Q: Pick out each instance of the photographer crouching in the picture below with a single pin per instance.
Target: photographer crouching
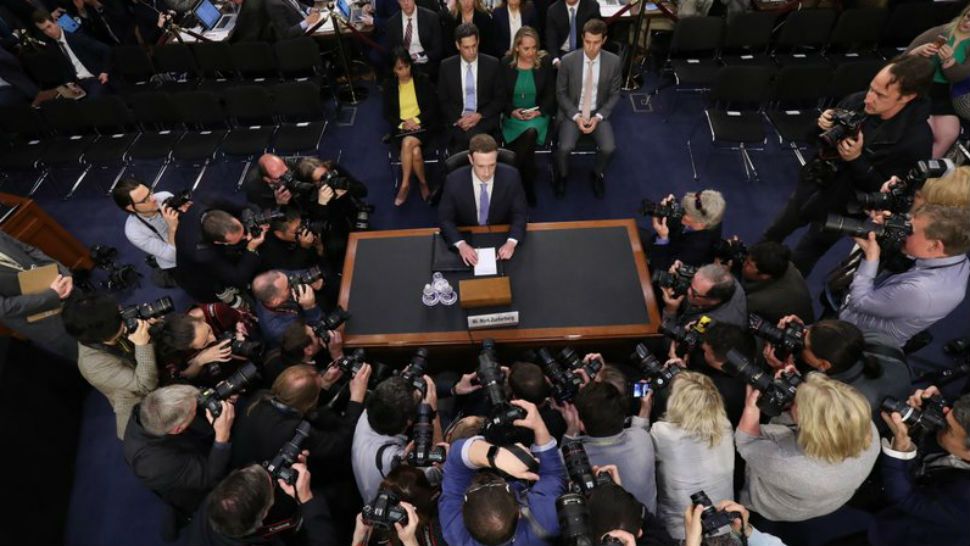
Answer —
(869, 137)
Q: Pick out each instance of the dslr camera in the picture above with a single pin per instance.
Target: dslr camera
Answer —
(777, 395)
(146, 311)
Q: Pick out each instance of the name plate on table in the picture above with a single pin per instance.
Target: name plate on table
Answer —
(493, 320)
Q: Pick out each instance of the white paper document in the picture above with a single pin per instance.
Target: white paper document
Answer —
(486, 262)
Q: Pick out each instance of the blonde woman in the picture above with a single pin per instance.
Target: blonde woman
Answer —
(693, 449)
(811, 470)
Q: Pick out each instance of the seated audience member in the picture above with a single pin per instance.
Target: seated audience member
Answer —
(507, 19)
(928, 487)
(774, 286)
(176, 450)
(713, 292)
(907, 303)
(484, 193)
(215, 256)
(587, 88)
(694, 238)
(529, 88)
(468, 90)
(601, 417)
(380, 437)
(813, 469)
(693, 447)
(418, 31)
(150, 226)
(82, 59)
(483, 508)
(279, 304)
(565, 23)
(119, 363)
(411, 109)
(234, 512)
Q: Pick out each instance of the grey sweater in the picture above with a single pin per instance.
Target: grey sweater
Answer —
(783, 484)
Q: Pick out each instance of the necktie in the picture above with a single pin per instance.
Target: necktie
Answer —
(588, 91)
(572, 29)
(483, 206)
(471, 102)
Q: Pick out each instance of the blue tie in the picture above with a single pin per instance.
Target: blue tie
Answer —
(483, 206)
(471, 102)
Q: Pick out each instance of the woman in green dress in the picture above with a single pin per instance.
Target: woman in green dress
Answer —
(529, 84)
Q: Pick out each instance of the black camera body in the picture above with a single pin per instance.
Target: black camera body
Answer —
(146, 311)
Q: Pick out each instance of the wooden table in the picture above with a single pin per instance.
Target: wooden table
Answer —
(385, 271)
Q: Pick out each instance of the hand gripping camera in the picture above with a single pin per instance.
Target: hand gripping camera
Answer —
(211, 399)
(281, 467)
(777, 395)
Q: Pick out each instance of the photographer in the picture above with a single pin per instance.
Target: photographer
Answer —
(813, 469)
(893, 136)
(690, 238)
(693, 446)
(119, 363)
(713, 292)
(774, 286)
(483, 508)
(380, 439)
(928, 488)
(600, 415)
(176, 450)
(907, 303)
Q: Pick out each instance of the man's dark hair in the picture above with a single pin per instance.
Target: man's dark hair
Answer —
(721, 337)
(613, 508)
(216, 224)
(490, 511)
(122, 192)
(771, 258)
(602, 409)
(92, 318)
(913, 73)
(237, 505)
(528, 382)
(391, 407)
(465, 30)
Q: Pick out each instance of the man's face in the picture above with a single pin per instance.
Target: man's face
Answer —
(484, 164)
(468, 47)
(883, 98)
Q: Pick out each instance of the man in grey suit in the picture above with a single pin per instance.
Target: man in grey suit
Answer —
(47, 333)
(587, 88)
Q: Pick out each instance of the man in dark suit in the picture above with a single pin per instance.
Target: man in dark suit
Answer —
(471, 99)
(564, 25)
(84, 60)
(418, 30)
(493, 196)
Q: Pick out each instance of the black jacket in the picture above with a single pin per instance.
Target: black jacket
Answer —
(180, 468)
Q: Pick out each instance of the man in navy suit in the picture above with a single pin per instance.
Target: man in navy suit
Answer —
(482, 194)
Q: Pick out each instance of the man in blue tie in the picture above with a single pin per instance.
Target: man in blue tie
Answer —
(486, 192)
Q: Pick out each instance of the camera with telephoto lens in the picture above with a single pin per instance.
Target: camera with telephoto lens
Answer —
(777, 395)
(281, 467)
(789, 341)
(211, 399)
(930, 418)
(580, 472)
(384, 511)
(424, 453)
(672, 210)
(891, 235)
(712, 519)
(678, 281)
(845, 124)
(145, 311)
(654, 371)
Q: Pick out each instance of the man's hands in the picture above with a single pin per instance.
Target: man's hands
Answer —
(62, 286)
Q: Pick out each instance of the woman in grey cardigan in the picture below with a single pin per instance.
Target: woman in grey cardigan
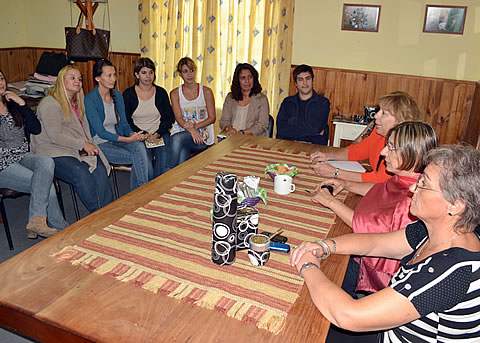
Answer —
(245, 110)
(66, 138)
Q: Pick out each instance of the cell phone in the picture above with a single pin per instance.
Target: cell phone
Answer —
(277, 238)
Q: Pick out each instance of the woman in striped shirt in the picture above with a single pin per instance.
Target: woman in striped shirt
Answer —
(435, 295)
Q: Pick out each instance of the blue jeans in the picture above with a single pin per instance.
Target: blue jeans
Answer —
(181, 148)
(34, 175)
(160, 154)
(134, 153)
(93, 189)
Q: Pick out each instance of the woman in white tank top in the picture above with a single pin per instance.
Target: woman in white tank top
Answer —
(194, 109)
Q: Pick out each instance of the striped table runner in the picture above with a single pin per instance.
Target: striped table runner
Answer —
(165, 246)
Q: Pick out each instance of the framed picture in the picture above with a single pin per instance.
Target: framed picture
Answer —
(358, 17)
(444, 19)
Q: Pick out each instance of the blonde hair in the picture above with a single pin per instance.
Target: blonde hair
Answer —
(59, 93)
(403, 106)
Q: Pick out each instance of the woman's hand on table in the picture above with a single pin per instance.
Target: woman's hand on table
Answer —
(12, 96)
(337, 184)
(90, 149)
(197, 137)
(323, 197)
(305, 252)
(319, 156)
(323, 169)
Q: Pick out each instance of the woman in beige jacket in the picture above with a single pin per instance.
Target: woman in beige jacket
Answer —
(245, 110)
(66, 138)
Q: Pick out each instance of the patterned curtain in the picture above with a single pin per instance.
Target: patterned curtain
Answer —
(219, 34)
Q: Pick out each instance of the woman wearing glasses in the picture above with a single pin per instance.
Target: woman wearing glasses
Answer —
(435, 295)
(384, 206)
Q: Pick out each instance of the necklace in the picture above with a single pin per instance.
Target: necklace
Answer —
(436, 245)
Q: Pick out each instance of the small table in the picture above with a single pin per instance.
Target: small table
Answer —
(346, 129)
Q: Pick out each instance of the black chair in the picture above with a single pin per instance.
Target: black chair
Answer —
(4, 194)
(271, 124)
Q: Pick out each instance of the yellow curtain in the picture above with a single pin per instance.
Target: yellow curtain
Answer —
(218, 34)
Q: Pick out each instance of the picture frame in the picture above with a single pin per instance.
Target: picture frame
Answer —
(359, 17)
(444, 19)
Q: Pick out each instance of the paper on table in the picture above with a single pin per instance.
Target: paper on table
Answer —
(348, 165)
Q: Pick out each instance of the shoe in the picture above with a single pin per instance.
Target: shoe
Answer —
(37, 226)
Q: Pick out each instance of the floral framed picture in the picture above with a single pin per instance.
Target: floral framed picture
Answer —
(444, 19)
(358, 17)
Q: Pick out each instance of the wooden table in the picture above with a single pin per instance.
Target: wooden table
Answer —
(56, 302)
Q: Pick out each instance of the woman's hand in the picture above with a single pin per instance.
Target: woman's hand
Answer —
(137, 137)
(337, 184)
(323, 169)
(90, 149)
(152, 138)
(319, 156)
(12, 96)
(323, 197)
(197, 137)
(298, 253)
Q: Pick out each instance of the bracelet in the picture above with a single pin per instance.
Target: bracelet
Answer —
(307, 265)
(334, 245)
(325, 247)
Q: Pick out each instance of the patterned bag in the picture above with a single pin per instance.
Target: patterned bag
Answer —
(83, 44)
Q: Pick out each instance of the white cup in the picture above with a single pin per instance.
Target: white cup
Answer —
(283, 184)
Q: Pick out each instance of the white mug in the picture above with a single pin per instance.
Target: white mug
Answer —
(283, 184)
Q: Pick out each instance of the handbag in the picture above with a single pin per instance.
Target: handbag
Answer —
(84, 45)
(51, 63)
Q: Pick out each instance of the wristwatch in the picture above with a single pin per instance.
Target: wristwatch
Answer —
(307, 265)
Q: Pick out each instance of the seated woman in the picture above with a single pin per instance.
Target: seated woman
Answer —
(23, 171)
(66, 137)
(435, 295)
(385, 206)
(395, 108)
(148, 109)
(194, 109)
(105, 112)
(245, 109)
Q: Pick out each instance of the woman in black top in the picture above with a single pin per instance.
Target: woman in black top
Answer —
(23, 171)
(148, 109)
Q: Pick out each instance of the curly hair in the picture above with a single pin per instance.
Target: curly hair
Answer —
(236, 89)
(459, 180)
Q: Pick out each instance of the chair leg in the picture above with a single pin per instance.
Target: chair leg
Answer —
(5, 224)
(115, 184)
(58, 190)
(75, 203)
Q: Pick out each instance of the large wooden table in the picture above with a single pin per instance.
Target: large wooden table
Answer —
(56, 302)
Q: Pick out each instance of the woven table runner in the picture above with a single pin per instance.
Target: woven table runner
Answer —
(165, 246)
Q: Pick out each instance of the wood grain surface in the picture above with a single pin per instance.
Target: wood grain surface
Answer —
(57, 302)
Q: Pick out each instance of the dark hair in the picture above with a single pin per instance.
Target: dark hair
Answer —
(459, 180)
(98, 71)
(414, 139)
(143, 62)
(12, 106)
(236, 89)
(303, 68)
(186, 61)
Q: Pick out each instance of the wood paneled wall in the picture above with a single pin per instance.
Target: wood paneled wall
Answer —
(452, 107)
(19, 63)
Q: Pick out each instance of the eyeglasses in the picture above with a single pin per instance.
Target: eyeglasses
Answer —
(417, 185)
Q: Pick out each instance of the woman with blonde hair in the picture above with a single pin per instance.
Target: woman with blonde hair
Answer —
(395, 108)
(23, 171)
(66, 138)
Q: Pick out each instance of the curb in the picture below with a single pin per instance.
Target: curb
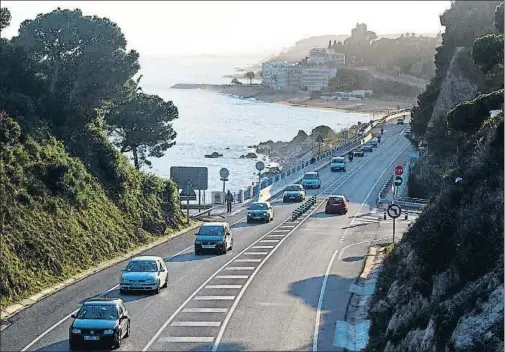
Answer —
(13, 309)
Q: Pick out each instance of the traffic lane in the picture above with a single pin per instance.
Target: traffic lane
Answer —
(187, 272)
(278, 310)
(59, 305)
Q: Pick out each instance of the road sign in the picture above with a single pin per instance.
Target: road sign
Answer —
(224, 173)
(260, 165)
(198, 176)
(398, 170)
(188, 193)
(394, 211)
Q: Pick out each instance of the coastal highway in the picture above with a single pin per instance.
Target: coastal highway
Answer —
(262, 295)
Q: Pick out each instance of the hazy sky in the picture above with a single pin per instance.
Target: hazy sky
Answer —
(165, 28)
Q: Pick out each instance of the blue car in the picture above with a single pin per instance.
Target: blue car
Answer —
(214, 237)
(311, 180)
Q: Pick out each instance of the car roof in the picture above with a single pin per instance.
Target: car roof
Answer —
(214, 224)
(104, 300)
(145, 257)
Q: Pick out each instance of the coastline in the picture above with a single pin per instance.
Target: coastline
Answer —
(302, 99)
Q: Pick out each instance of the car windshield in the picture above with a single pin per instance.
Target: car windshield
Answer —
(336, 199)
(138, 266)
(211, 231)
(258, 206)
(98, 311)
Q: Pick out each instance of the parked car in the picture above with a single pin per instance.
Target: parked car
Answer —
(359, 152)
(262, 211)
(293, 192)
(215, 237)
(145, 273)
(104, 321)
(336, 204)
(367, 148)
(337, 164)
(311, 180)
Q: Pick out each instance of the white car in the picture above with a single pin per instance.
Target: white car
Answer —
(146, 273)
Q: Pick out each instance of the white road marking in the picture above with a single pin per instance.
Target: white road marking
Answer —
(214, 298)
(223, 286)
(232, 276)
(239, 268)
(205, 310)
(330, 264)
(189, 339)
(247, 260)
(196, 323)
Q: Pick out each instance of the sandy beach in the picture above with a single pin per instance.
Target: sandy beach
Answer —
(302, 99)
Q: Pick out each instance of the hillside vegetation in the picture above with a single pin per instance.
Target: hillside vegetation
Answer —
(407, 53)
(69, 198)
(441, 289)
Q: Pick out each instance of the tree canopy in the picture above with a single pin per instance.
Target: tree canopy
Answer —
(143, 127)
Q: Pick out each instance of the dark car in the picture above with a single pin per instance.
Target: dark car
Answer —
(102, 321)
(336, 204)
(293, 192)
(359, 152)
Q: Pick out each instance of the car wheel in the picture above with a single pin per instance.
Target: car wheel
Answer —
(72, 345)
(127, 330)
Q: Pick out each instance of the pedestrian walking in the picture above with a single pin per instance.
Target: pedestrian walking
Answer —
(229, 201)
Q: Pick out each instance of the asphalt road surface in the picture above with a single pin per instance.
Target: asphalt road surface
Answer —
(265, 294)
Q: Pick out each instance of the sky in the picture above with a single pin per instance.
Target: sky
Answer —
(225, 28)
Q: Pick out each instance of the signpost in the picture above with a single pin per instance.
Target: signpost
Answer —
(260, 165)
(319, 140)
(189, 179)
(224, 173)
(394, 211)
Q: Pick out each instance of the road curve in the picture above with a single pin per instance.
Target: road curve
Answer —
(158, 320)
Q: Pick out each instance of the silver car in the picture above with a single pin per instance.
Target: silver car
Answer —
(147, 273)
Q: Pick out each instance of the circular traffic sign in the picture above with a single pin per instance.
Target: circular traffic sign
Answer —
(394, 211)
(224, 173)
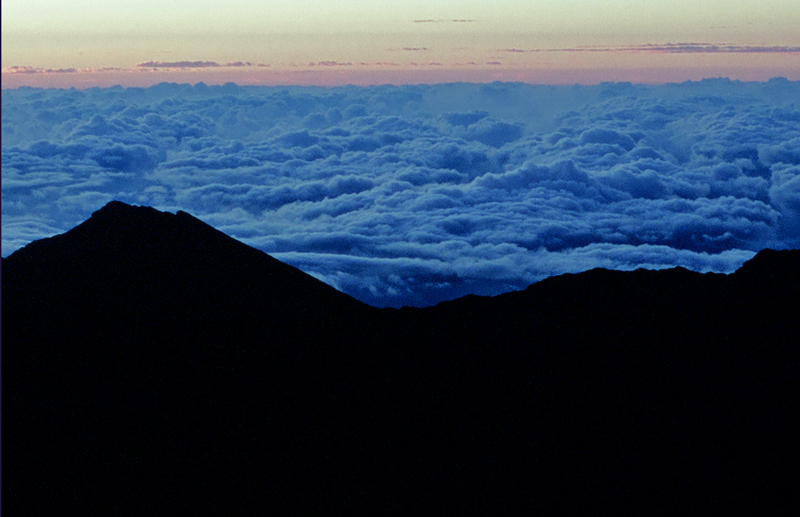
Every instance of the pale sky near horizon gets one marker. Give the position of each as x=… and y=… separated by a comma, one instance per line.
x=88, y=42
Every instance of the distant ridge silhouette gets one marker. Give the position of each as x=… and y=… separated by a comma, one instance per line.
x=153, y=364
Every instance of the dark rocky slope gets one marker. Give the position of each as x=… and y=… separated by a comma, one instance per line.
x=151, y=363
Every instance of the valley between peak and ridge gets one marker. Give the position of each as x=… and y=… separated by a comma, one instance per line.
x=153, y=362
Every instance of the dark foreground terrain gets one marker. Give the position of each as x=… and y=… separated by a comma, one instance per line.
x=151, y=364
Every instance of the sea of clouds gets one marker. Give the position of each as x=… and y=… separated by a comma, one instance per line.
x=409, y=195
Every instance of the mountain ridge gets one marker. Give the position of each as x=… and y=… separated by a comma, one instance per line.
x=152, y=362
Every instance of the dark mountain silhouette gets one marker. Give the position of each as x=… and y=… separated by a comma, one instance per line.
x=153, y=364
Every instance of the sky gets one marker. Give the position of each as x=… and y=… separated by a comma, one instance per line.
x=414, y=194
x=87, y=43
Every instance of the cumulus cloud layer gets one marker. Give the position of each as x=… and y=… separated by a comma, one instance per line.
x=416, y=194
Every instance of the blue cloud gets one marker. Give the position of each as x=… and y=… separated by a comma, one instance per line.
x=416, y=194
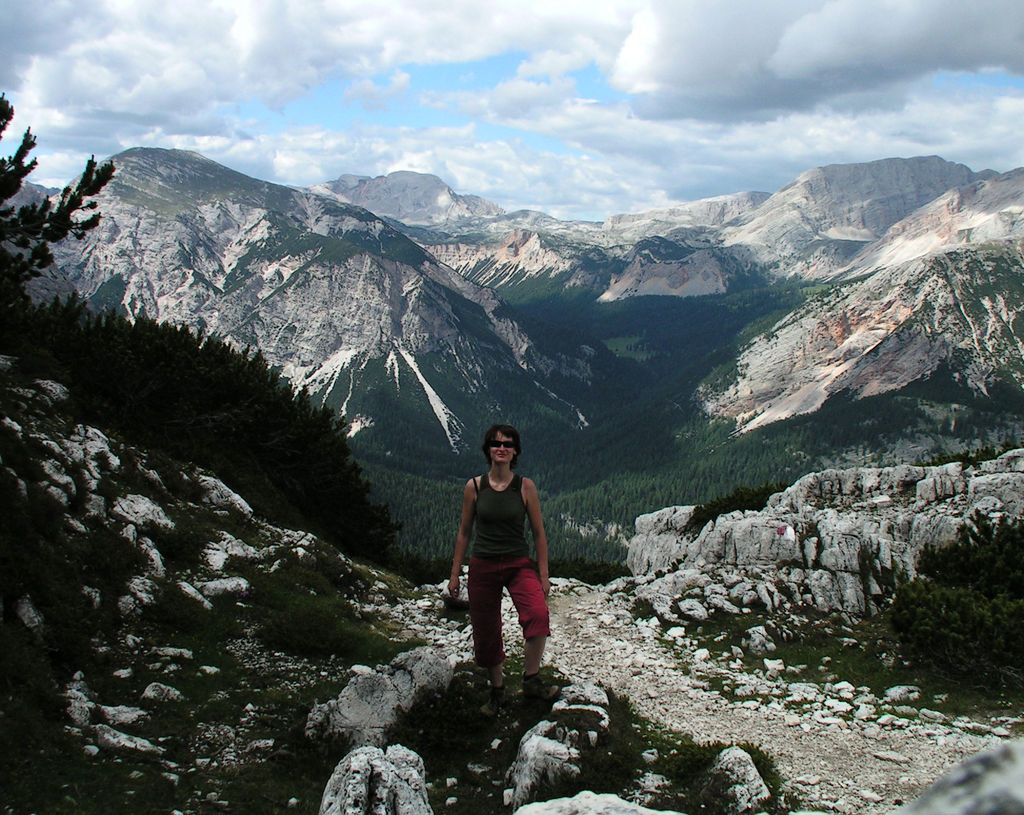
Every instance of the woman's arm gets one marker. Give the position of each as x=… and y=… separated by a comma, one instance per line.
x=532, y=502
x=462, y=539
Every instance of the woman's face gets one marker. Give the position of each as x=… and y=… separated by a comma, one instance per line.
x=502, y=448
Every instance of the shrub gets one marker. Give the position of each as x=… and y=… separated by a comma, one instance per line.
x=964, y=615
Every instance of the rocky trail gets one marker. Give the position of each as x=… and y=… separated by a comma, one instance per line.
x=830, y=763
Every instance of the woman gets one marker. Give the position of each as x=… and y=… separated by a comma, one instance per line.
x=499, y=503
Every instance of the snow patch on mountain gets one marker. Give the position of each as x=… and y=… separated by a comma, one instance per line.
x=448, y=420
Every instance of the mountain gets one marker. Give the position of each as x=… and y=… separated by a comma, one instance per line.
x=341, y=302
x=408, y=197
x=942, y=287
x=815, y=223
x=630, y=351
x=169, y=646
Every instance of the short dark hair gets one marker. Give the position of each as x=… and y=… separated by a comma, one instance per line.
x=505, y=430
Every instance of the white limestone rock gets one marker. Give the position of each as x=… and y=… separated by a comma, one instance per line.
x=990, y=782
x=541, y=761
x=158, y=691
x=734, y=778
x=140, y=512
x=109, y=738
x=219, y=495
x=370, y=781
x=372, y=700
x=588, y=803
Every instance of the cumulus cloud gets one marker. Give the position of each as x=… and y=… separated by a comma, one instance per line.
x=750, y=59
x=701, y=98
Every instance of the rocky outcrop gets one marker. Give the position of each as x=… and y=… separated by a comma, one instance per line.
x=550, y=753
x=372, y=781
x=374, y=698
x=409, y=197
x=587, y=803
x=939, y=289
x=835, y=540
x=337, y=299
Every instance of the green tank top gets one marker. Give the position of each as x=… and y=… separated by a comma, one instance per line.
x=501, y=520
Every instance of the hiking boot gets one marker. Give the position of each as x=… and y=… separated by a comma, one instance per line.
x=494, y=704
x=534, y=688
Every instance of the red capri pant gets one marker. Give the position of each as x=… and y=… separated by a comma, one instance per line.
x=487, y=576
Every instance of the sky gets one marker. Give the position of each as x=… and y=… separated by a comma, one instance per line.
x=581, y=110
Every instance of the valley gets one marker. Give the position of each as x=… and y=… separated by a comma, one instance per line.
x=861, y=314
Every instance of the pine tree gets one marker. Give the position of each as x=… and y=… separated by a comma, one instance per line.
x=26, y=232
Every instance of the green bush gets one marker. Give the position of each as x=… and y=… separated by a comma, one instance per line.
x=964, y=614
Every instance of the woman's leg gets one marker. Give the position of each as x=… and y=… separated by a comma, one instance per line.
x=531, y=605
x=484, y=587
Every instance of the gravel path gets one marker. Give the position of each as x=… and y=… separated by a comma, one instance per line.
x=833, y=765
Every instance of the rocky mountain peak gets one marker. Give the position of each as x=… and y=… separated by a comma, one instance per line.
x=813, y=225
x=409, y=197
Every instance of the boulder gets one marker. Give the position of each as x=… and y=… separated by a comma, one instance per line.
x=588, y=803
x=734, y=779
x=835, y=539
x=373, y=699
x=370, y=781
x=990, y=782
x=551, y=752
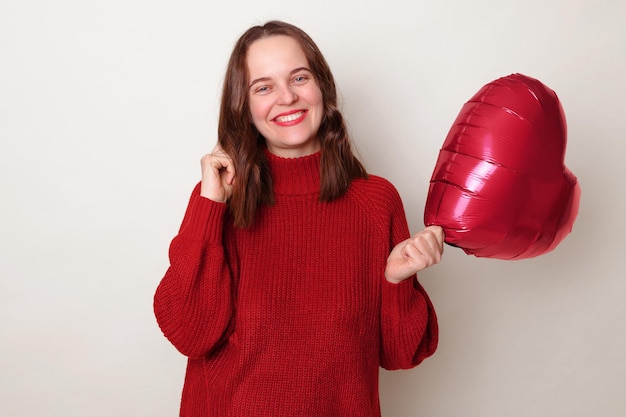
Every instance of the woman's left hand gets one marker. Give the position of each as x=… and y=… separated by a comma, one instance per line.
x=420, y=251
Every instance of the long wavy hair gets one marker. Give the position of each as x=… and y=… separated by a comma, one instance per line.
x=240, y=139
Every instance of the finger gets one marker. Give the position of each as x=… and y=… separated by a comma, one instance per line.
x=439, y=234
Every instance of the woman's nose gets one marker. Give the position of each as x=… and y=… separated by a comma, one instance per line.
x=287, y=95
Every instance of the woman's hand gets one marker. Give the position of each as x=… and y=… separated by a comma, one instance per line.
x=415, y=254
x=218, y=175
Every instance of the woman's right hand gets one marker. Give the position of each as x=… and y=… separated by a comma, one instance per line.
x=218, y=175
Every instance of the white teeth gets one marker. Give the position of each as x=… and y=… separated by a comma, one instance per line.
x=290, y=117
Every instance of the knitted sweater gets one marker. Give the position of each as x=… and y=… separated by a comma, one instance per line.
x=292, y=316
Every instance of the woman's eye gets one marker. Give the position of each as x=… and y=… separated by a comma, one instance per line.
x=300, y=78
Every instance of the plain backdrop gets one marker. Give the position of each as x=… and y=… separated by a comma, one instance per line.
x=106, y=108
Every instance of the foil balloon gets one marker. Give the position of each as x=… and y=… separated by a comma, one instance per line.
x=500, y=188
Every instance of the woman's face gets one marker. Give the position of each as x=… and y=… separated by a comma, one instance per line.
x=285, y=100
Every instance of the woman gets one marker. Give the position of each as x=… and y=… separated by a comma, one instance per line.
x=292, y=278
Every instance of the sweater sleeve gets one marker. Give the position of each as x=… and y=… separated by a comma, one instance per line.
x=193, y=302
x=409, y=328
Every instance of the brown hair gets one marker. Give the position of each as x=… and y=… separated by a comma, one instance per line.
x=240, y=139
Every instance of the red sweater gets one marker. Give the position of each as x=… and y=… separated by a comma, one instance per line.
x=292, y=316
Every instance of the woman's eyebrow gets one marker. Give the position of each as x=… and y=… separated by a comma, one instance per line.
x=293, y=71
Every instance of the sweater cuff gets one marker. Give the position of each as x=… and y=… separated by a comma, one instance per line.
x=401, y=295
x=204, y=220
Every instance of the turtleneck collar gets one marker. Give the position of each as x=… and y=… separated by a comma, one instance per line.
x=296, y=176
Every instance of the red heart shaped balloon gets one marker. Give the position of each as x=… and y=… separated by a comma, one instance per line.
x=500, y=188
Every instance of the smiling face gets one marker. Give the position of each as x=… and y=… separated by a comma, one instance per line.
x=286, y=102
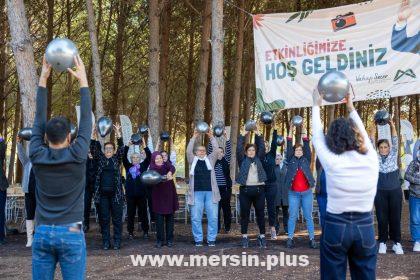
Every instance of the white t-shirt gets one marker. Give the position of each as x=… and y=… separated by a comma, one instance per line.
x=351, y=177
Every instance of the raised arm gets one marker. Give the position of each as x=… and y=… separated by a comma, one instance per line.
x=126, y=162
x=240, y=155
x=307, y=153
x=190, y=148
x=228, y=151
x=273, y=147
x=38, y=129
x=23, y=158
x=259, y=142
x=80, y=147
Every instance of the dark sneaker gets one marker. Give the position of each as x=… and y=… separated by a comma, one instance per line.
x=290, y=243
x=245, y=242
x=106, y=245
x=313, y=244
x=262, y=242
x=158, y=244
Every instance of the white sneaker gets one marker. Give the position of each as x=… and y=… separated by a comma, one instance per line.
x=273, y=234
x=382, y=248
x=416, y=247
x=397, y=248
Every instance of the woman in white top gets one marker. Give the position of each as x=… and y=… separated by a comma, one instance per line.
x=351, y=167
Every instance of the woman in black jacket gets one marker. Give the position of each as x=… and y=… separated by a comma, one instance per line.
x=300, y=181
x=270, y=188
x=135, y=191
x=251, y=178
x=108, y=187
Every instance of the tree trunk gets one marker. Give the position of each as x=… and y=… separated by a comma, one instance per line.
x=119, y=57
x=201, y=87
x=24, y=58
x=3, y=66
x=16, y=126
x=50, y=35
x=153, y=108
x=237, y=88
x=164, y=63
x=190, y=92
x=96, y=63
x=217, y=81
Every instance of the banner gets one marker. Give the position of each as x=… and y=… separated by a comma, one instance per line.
—————
Aim of the task | Read through the data and copy every line where "hillside" shows up.

Output for this exercise |
Q: Pick out each instance of the hillside vegetation in the picture above with a single pin per instance.
Target: hillside vegetation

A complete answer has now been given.